* [WORK INSTRUCTIONS]:
Word for word, give every line of the listing again.

:: DATA FOR THIS EXERCISE ::

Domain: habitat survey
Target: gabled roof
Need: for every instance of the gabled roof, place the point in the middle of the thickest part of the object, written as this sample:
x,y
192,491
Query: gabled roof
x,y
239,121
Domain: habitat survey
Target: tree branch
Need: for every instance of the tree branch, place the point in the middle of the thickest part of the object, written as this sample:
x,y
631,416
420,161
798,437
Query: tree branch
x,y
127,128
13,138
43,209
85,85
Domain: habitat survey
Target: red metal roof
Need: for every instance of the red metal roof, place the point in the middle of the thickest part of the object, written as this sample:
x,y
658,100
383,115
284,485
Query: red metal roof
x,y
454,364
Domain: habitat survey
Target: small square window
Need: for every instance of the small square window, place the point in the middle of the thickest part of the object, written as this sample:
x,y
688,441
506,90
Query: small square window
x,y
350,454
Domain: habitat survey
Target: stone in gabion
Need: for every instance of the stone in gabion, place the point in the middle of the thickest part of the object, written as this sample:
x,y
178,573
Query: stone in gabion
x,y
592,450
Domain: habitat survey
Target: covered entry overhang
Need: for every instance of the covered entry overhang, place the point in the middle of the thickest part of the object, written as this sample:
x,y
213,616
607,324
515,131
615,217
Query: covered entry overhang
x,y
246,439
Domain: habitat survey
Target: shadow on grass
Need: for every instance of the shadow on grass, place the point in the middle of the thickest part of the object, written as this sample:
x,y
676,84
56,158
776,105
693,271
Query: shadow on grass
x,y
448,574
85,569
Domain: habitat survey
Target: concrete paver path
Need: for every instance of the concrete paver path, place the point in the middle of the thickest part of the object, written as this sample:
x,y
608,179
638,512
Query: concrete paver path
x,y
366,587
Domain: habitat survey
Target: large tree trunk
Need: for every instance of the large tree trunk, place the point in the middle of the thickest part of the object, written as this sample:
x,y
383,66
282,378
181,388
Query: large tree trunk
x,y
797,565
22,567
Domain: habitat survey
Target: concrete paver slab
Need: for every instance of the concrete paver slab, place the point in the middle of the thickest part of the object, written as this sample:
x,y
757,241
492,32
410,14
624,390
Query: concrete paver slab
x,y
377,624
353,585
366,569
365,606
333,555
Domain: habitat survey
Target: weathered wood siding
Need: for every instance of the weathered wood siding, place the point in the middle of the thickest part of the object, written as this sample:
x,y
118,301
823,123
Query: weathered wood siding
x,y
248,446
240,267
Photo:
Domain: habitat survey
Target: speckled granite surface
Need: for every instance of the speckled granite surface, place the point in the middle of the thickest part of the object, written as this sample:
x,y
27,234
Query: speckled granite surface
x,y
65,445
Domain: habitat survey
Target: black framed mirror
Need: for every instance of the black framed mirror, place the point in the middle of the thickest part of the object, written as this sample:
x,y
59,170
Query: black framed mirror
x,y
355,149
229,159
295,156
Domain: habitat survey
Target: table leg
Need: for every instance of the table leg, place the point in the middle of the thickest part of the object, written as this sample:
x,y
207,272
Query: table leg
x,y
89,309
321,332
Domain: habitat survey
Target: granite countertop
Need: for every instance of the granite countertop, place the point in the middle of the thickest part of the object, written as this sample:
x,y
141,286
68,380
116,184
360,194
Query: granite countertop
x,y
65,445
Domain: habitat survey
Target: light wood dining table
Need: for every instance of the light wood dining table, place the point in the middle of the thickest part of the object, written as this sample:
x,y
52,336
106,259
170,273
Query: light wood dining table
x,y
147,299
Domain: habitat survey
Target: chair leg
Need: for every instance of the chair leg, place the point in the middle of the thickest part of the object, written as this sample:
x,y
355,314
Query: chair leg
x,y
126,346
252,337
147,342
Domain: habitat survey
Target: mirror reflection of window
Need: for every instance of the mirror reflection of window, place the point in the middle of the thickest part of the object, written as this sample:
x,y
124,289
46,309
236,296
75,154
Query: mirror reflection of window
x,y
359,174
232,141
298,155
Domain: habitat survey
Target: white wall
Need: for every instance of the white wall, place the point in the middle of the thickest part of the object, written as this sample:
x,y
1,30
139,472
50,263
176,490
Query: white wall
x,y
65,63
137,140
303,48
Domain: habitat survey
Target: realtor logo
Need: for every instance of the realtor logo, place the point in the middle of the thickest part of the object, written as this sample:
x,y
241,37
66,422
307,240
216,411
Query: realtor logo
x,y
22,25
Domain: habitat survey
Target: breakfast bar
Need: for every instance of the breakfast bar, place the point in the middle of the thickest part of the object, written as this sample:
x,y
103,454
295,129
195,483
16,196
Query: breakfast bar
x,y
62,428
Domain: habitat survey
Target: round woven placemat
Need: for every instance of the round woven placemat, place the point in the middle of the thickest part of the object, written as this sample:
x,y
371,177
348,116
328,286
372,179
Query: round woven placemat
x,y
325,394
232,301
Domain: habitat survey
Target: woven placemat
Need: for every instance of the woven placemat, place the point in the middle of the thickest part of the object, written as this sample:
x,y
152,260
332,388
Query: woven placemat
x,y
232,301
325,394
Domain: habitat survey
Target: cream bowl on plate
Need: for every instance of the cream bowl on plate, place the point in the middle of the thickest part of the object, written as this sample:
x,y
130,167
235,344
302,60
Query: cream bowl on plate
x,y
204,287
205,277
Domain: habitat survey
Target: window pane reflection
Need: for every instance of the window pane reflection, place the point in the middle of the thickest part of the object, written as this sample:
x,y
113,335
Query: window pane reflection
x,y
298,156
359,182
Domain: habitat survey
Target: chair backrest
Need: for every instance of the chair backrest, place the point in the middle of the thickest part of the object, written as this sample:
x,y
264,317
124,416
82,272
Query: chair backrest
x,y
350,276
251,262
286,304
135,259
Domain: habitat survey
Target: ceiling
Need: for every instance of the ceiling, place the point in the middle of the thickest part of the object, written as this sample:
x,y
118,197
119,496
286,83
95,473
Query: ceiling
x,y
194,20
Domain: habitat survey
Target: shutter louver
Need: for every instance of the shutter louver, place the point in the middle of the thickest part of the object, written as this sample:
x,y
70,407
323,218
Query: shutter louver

:::

* [SOLUTION TO THE EXERCISE]:
Domain: habitat survey
Target: gabled roof
Need: for every instance of the gabled roof, place the point in the middle of the thickest part of the object, written as this sample:
x,y
192,491
Query: gabled roof
x,y
239,121
Domain: habitat survey
Target: tree branch
Need: for every instance of the tree branch, place the point in the middle of the thickest part of the object, written as this sample:
x,y
631,416
420,161
798,437
Query: tree branch
x,y
127,128
13,138
43,209
85,85
Domain: habitat survey
Target: red metal roof
Need: for every instance of the red metal roof, place the point in the middle of the thickest part of the object, written as this sample:
x,y
658,100
383,115
284,485
Query: red metal roof
x,y
454,364
Domain: habitat survey
Target: small square window
Need: for every instance of the small square window, place the point in the middle of the thickest part of the object, written as this sample:
x,y
688,441
506,90
Query: small square window
x,y
350,454
Domain: habitat survey
Target: stone in gabion
Need: for every instance of the stone in gabion, place the point in the middle of the thickest part of the object, written as this sample:
x,y
178,573
Query: stone in gabion
x,y
592,450
Domain: habitat survey
Target: covered entry overhang
Need: for every instance of the covered entry overhang, place the point in the middle of the thickest part of the object, written as this sample:
x,y
213,616
607,324
515,131
615,217
Query: covered entry overhang
x,y
246,439
Domain: habitat survey
Target: shadow on grass
Need: for every instance of the shadow on grass, place the point in the middle of the thickest part of the object, written as this sample:
x,y
676,84
56,158
776,105
693,271
Query: shadow on grass
x,y
448,574
85,569
Domain: habitat survey
Target: concrete paver path
Need: for every instance of the concrete paver path, place the point in the middle of the thickest part of the object, written as this sample:
x,y
608,179
638,512
Query: concrete paver path
x,y
366,587
Domain: habitat survey
Target: large tree trunk
Need: for every instance of the large tree trunk, place the point in the middle of the thickest part of the object, written as this sample:
x,y
383,66
282,378
181,388
Query: large tree trunk
x,y
797,565
22,567
Domain: habitat survey
Target: concrete paver slab
Need: for every instance of the concrete paver slab, place the point in the middle of the thickest part of the object, written as this sample:
x,y
757,241
492,32
410,14
624,390
Query: concrete paver slab
x,y
377,624
353,585
366,569
365,606
333,555
Domain: habitat survey
Target: weathered wood siding
Need: for every instance of the weathered wood siding, place the point in the middle of the thickest part of the object, written as this sample:
x,y
118,301
823,123
Query: weathered wood siding
x,y
248,446
240,267
Photo:
Domain: habitat survey
Target: speckled granite surface
Need: for every instance of the speckled granite surface, place the point in the middle of the thickest part of the object, written as this sample:
x,y
27,234
Query: speckled granite surface
x,y
65,445
Domain: habitat survey
Target: black framed mirror
Need: for every instance of the black framed mirror, place the point in the middle of the thickest part of the object, written as this sample:
x,y
59,170
Query: black framed mirror
x,y
355,149
229,159
295,156
Domain: habitat survey
Target: table leg
Need: for every instance of the table leg, place the point in the middle of the thickest part of the object, written as this sample:
x,y
207,272
Query: table leg
x,y
89,309
321,332
Domain: habitat survey
Target: granite countertop
Need: for every instance of the granite countertop, place the point in the middle of the thickest part of the object, written as this sample:
x,y
141,286
68,380
116,184
360,194
Query: granite countertop
x,y
65,445
Domain: habitat survey
Target: light wood dining table
Need: for every instance of the light wood dining table, place the point in the middle of the thickest part of the object, written as this sample:
x,y
52,336
106,259
170,273
Query: light wood dining table
x,y
147,299
Domain: habitat survey
Target: chair leg
Need: for every instance of the chair leg, place the point in the middle of the thickest part of the object, written as this sample:
x,y
355,314
Query: chair leg
x,y
126,346
252,337
147,342
Domain: habitat survey
Target: mirror reflection of window
Need: for every instance of the mirror reflection of window, place the point in the middle of the thickest part of the object, written as this sample:
x,y
124,289
46,309
236,296
75,154
Query: mirror reflection of window
x,y
359,174
232,141
298,155
Domain: habitat survey
Target: white wall
Need: for every instance of the white wall, place the point in the middle of the thickest part of the object, written as this sample:
x,y
1,30
139,472
50,263
176,490
Query: white wall
x,y
65,63
137,140
303,48
Domain: habitat survey
Target: realtor logo
Need: for every instance of the realtor logo, place the point in the middle of the thickest part of the object, written as this sample:
x,y
241,37
66,422
307,240
216,411
Query: realtor logo
x,y
22,25
Domain: habitat survey
Target: breakfast bar
Need: for every instance of the breakfast bar, place the point in the middle of the thickest part of the object, written as this sample:
x,y
103,454
295,129
195,483
16,196
Query: breakfast bar
x,y
62,428
Domain: habitat survey
Target: round woven placemat
Need: for every instance of the round woven placemat, place the point in the middle of the thickest part of the object, written as this sample:
x,y
371,177
348,116
328,286
372,179
Query: round woven placemat
x,y
325,394
232,301
Domain: habitat survey
Target: woven placemat
Need: for every instance of the woven placemat, place the point in the middle of the thickest part of the object, written as this sample:
x,y
152,260
332,388
Query: woven placemat
x,y
232,301
325,394
Domain: habitat survey
Target: cream bowl on plate
Need: for every instance of the cream bowl on plate, place the point in the middle of the thickest part of the object, written as this sample:
x,y
130,167
235,344
302,60
Query: cream bowl on plate
x,y
204,287
205,277
Domain: habitat survey
Target: window pane reflection
Need: for every instance of the window pane reflection, place the point in the middle of the thickest part of the object, written as this sample:
x,y
113,335
Query: window pane reflection
x,y
298,156
359,182
Domain: habitat survey
Target: chair backrest
Need: for every instance of the chair backrest, place the point in the middle of the thickest part of the object, written as this sample:
x,y
264,317
124,416
82,272
Query: chair backrest
x,y
350,276
251,262
286,304
135,259
Domain: habitat survey
Target: ceiling
Need: for every instance of the ceiling, place the point in the middle of the thickest part of the object, written as this sample:
x,y
118,197
119,496
286,83
95,473
Query: ceiling
x,y
194,20
Domain: habitat survey
Target: shutter louver
Need: for every instance of the shutter louver, place the point in the middle of the thickest part of the object, written as this sample:
x,y
70,407
323,218
Query: shutter louver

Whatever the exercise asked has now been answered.